##### INPUT DATA #####

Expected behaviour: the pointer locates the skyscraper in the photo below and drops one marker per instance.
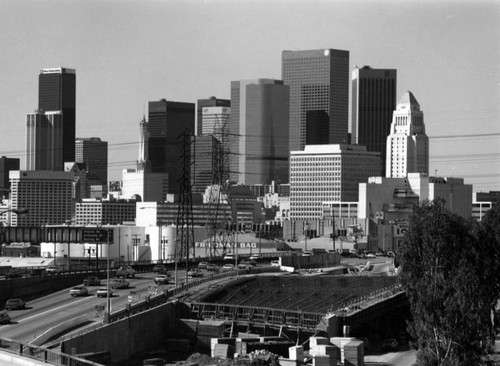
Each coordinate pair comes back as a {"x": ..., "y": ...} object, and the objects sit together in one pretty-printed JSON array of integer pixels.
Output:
[
  {"x": 203, "y": 103},
  {"x": 57, "y": 92},
  {"x": 319, "y": 95},
  {"x": 93, "y": 152},
  {"x": 373, "y": 101},
  {"x": 44, "y": 141},
  {"x": 407, "y": 143},
  {"x": 259, "y": 131},
  {"x": 167, "y": 124}
]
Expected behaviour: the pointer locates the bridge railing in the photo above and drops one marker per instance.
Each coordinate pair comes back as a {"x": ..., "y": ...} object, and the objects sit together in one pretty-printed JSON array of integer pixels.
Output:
[{"x": 43, "y": 354}]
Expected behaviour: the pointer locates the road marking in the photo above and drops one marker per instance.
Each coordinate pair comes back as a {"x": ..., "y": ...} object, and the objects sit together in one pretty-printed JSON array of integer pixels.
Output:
[{"x": 54, "y": 309}]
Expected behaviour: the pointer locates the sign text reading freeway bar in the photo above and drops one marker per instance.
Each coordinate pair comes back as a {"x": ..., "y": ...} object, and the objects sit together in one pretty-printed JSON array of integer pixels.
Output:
[{"x": 97, "y": 236}]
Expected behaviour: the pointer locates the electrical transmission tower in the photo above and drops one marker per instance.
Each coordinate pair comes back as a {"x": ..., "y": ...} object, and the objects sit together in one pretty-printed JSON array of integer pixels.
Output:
[
  {"x": 219, "y": 218},
  {"x": 184, "y": 247}
]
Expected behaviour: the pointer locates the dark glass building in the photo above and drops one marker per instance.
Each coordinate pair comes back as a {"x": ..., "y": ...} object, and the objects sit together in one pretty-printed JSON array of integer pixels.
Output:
[
  {"x": 319, "y": 82},
  {"x": 167, "y": 124},
  {"x": 57, "y": 92},
  {"x": 373, "y": 102}
]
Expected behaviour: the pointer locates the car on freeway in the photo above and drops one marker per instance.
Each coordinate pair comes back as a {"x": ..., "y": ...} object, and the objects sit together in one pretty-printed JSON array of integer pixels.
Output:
[
  {"x": 15, "y": 304},
  {"x": 195, "y": 273},
  {"x": 162, "y": 279},
  {"x": 79, "y": 291},
  {"x": 53, "y": 270},
  {"x": 119, "y": 283},
  {"x": 125, "y": 271},
  {"x": 212, "y": 267},
  {"x": 103, "y": 292},
  {"x": 227, "y": 267},
  {"x": 390, "y": 345},
  {"x": 160, "y": 268},
  {"x": 91, "y": 281},
  {"x": 4, "y": 317},
  {"x": 202, "y": 265}
]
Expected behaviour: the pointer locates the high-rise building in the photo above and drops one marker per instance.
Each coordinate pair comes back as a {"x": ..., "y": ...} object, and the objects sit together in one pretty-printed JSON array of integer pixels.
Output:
[
  {"x": 373, "y": 101},
  {"x": 168, "y": 121},
  {"x": 259, "y": 131},
  {"x": 47, "y": 195},
  {"x": 213, "y": 120},
  {"x": 93, "y": 152},
  {"x": 57, "y": 92},
  {"x": 319, "y": 96},
  {"x": 210, "y": 102},
  {"x": 328, "y": 173},
  {"x": 407, "y": 143},
  {"x": 44, "y": 141},
  {"x": 6, "y": 165}
]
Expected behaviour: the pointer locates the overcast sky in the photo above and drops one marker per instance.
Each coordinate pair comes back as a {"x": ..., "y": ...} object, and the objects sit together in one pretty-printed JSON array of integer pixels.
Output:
[{"x": 129, "y": 52}]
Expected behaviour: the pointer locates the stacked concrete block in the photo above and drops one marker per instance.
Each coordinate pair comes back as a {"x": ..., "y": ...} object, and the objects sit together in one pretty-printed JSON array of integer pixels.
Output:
[{"x": 354, "y": 353}]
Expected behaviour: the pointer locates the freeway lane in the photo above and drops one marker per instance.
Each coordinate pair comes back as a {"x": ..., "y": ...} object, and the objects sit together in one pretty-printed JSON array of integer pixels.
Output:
[{"x": 51, "y": 310}]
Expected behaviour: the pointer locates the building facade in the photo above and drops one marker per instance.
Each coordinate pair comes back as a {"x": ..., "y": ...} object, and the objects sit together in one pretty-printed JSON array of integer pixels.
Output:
[
  {"x": 259, "y": 131},
  {"x": 168, "y": 121},
  {"x": 6, "y": 165},
  {"x": 44, "y": 141},
  {"x": 373, "y": 102},
  {"x": 210, "y": 103},
  {"x": 46, "y": 194},
  {"x": 93, "y": 152},
  {"x": 327, "y": 173},
  {"x": 57, "y": 92},
  {"x": 319, "y": 95},
  {"x": 407, "y": 143}
]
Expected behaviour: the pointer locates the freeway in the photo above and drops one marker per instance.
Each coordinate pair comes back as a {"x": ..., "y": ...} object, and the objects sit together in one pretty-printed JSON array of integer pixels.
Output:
[{"x": 46, "y": 312}]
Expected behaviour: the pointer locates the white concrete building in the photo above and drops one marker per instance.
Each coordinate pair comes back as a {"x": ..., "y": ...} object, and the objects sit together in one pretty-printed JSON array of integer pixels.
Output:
[
  {"x": 327, "y": 173},
  {"x": 407, "y": 143}
]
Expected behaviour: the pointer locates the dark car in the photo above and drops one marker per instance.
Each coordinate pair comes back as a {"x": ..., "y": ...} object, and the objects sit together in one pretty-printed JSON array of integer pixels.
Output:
[
  {"x": 91, "y": 281},
  {"x": 15, "y": 304},
  {"x": 390, "y": 345}
]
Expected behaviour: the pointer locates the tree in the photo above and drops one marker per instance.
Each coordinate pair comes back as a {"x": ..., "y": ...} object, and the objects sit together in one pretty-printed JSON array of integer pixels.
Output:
[{"x": 450, "y": 270}]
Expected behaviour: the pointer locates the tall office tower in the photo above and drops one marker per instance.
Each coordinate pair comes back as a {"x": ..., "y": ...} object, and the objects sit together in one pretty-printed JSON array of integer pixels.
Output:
[
  {"x": 204, "y": 149},
  {"x": 93, "y": 152},
  {"x": 167, "y": 124},
  {"x": 57, "y": 92},
  {"x": 210, "y": 102},
  {"x": 407, "y": 143},
  {"x": 259, "y": 131},
  {"x": 44, "y": 141},
  {"x": 319, "y": 96},
  {"x": 46, "y": 194},
  {"x": 373, "y": 101},
  {"x": 328, "y": 173},
  {"x": 213, "y": 118}
]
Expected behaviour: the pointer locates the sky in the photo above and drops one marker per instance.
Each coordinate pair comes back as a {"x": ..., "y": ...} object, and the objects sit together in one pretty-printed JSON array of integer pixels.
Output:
[{"x": 129, "y": 52}]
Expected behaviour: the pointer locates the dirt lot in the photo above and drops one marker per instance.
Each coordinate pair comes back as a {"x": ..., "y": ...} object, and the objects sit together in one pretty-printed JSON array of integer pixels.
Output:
[{"x": 306, "y": 293}]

#####

_WHAT YOU SHOULD DO_
Shift every x and y coordinate in the answers up by 14, and write out again every line of the records from the line holding "Expected behaviour: the pointer locates the tall" through the end of the records, inclusive.

_OUTPUT BELOW_
Expected behaviour: the pointer locates the tall office tower in the photo above and drops one marker per instance.
Each coordinate pair comes back as a {"x": ..., "y": ...} object, and the objects sit together in one pretty-printed JSON array of integer pixels.
Output:
[
  {"x": 218, "y": 163},
  {"x": 107, "y": 166},
  {"x": 181, "y": 138},
  {"x": 71, "y": 106},
  {"x": 224, "y": 116},
  {"x": 421, "y": 157},
  {"x": 273, "y": 145},
  {"x": 58, "y": 155},
  {"x": 333, "y": 110},
  {"x": 60, "y": 208},
  {"x": 387, "y": 115},
  {"x": 342, "y": 187},
  {"x": 227, "y": 132}
]
Expected behaviour: the pointer locates the sky in the photo above and drops one marker per instance.
Each coordinate pair comes back as a {"x": ..., "y": ...} object, and the objects sit together in one pretty-printed JSON array of integer pixels.
Output:
[{"x": 143, "y": 66}]
Expected behaviour: the pointer locates the dirt lot in the photo above and drops one marker per instance.
Each coordinate pair comes back as a {"x": ..., "y": ...} object, and the objects sit together in one pretty-printed JSON array of integer pixels.
Output:
[{"x": 320, "y": 307}]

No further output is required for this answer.